### To do
Present each line of the material below as a JSON list of strings, with one string per line and any blank lines omitted.

Labeling and segmentation records:
-- Start --
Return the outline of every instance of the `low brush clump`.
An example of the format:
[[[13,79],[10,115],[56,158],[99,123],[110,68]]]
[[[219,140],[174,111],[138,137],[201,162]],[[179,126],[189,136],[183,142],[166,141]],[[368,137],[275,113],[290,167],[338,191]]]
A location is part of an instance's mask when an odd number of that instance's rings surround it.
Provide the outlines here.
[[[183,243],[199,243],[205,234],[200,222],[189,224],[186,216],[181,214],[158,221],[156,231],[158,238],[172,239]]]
-- End --
### Answer to this problem
[
  "Return the outline of every instance of the `low brush clump`.",
  "An example of the format:",
  "[[[13,79],[10,115],[56,158],[99,123],[110,68]]]",
  "[[[219,140],[174,111],[138,137],[201,162]],[[179,126],[189,136],[183,142],[166,141]],[[368,137],[275,113],[290,167],[338,191]]]",
  "A location is part of an instance's mask when an odd number of that instance's rings surround it.",
  "Provide the outlines here.",
  "[[[183,243],[199,243],[205,234],[200,222],[189,224],[186,216],[181,214],[158,221],[156,231],[158,238],[172,239]]]"
]